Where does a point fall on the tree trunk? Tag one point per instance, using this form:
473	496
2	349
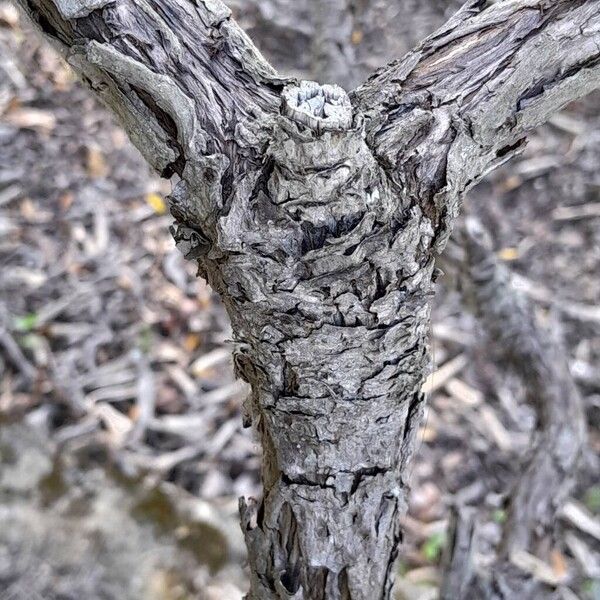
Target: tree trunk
332	314
549	473
317	217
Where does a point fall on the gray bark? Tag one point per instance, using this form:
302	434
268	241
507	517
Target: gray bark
549	473
317	217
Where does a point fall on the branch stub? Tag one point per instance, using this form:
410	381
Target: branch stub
320	107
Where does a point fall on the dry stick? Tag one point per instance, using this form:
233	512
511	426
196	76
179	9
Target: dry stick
317	217
541	361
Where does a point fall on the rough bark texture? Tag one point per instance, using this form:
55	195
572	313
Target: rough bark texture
550	472
317	217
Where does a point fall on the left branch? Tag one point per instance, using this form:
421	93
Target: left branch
181	76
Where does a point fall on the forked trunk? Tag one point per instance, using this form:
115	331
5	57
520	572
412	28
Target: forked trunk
330	311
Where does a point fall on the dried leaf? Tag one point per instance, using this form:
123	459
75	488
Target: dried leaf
31	118
508	254
157	203
95	163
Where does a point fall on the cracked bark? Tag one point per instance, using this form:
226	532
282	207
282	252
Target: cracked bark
317	217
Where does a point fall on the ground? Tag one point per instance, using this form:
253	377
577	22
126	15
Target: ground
121	447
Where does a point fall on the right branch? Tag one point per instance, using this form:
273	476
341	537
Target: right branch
461	102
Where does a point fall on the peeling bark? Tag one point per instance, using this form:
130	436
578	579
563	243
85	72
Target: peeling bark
317	217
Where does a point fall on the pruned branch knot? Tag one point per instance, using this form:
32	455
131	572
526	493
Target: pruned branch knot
319	107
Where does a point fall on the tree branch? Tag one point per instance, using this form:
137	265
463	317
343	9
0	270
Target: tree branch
182	77
461	102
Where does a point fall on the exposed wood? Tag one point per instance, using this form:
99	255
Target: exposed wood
550	471
317	217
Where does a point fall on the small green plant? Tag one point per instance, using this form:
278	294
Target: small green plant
592	499
432	548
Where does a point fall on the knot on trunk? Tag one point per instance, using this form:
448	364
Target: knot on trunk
319	107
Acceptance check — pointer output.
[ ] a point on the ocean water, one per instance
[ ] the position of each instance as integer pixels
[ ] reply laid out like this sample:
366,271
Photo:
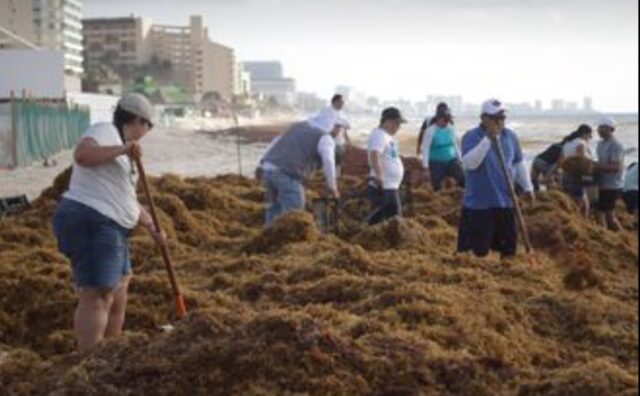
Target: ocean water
535,132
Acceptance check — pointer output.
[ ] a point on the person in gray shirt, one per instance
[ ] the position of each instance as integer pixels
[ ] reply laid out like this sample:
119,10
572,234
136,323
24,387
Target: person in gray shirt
610,170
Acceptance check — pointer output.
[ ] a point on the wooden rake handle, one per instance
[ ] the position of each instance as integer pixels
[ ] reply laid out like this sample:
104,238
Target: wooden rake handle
181,308
514,197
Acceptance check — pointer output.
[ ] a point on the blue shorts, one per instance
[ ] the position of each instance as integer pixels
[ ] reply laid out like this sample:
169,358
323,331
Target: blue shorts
483,230
575,189
97,246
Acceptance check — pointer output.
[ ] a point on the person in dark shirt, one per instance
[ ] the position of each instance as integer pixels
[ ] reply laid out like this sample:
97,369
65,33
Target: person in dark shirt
548,162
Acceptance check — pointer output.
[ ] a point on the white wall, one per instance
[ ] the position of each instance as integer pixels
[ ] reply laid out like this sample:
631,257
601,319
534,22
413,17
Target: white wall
40,73
102,106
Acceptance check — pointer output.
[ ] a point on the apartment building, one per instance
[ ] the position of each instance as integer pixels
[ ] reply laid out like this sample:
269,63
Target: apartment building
16,16
122,43
58,26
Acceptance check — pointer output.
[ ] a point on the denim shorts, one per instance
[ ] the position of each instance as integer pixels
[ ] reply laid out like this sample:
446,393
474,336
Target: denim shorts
573,188
97,246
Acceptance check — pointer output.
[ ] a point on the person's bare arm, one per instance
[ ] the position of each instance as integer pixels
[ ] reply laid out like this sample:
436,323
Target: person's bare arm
376,162
89,153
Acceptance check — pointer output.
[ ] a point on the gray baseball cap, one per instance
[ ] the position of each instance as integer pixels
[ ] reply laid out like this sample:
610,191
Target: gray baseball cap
137,104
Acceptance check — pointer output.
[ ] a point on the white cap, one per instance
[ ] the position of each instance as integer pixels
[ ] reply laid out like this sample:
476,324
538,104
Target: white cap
343,123
137,104
493,107
326,120
607,121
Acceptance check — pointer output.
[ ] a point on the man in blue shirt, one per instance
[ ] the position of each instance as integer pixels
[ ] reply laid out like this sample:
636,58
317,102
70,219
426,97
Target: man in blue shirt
488,219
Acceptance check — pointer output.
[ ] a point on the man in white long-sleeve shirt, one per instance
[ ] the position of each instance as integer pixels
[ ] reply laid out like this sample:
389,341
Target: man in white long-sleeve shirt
488,217
303,149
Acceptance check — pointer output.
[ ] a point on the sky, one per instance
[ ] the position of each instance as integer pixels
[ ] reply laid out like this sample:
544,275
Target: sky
516,50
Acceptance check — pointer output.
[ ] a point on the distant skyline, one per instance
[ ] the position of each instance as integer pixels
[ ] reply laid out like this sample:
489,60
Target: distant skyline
518,51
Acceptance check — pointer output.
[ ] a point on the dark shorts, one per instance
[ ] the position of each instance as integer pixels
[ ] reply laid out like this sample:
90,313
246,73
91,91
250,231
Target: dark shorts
573,188
631,200
384,205
607,200
541,166
483,230
97,246
440,170
341,152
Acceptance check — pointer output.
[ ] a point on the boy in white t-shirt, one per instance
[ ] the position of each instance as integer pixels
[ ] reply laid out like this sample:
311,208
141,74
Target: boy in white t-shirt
387,170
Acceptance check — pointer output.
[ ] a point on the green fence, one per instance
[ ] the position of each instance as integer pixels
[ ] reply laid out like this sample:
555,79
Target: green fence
43,130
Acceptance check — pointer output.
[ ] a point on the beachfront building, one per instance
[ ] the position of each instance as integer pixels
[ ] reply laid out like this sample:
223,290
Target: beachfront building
47,24
121,43
17,30
267,78
199,65
58,25
178,55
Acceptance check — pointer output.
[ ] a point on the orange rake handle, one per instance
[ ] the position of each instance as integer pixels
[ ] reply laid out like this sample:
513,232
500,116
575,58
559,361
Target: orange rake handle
181,308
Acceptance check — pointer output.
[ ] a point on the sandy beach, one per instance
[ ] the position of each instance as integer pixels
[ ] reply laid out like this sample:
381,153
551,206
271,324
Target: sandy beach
166,150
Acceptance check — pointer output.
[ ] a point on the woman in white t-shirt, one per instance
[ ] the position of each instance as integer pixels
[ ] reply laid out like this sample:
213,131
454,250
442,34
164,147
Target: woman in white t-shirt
575,153
94,218
387,170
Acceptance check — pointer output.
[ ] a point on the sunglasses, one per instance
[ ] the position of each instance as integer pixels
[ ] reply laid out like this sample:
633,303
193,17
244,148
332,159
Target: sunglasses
498,117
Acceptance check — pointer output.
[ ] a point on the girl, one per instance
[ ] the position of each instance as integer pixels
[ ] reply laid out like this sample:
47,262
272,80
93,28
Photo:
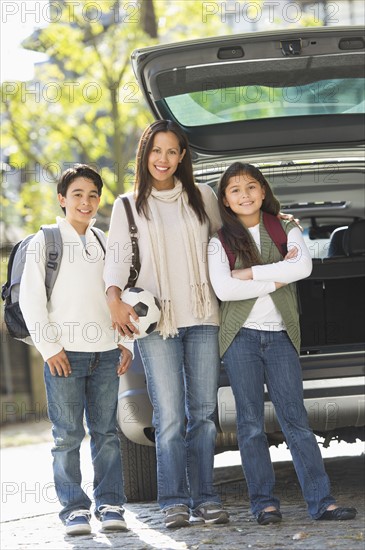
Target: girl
259,341
181,359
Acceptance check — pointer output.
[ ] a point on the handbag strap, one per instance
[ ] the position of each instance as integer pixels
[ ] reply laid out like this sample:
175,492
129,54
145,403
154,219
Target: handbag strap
136,264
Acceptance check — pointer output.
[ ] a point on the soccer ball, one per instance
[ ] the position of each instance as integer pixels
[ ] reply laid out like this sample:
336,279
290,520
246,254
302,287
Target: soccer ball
147,308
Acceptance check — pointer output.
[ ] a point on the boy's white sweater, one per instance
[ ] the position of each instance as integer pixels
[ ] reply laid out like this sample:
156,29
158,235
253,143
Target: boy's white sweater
118,257
77,317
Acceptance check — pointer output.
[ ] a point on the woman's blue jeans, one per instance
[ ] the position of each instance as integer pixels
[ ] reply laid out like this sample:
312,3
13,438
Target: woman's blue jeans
182,378
91,389
256,357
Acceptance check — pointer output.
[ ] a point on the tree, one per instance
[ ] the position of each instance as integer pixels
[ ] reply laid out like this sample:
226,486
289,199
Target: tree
85,104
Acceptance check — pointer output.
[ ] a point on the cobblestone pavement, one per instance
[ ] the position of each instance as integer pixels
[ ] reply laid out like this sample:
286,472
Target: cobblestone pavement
297,531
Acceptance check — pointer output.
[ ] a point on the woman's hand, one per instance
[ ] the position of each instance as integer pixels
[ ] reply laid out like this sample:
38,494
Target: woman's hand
125,359
121,313
59,364
243,274
279,285
291,218
292,253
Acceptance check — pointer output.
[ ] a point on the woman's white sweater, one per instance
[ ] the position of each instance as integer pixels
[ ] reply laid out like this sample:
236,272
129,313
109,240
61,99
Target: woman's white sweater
118,257
77,317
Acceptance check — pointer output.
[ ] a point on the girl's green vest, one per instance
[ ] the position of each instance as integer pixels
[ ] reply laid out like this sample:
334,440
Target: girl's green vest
234,314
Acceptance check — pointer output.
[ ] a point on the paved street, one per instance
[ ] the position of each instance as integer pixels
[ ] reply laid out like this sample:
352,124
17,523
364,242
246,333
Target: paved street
30,521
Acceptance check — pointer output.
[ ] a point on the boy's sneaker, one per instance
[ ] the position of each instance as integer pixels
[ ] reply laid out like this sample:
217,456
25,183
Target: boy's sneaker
78,523
177,516
209,513
112,518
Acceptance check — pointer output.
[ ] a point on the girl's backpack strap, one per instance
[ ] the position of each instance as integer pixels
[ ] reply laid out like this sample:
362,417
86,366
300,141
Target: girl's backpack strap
133,231
276,231
230,255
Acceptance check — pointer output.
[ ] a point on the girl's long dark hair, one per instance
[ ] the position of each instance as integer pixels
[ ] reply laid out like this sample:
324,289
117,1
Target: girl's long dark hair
236,235
184,172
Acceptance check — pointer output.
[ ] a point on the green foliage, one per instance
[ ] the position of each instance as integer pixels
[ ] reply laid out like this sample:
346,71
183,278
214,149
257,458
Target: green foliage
84,104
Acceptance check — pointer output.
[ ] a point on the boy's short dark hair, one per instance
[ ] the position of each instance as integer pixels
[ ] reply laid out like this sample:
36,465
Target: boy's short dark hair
78,171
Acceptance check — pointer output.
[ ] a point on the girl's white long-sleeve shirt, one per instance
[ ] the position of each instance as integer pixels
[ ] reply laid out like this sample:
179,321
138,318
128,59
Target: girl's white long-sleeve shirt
118,257
264,315
76,318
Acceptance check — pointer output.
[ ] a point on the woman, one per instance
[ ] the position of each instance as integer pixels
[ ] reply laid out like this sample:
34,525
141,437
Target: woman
181,360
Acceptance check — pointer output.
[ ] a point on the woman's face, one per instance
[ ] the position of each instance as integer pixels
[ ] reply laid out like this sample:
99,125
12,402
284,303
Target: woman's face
164,159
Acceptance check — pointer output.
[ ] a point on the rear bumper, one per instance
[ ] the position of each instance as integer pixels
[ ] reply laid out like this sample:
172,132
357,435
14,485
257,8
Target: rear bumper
330,404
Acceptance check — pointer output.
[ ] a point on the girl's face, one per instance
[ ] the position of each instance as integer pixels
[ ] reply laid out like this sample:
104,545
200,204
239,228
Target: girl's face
164,159
81,203
244,195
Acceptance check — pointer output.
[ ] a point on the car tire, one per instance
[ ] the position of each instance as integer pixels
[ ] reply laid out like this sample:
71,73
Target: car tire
139,470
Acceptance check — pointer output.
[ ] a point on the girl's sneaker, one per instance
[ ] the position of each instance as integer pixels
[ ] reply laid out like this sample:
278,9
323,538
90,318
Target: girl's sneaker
78,523
176,516
112,518
209,513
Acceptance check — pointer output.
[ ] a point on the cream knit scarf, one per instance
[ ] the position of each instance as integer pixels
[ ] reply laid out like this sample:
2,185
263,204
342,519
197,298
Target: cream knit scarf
195,256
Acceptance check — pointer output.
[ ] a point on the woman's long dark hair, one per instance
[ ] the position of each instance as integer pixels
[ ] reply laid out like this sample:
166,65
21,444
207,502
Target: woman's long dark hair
236,235
184,172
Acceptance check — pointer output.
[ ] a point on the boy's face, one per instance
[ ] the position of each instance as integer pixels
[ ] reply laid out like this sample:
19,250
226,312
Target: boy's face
81,203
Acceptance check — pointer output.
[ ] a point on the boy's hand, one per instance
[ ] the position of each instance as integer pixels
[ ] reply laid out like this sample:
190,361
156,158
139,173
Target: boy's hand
59,364
125,359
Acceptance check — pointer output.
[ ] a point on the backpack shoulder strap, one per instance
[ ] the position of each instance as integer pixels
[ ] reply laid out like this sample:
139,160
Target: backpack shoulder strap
276,231
230,255
100,235
133,233
53,251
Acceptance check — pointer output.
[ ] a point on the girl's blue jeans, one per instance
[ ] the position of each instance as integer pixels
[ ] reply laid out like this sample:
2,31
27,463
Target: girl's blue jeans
253,359
182,378
91,389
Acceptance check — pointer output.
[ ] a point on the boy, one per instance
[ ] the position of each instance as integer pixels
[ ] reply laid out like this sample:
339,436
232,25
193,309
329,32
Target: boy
73,333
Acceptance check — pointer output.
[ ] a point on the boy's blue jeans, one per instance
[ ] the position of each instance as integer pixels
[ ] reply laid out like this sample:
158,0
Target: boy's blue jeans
254,358
91,389
182,377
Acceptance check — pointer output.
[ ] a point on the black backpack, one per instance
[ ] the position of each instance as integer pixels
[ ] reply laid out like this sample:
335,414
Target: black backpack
13,316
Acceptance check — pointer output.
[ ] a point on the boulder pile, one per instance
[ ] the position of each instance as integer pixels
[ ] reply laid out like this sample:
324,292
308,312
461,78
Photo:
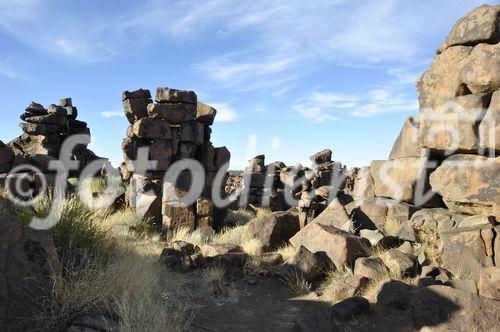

** Problem to solve **
Pull out each line of the records above that contains the string "cobblestone", treating uppercase and lowercase as different.

** Solution to the problem **
[ ] a point on the cobblestone pavement, one per instance
Target: cobblestone pavement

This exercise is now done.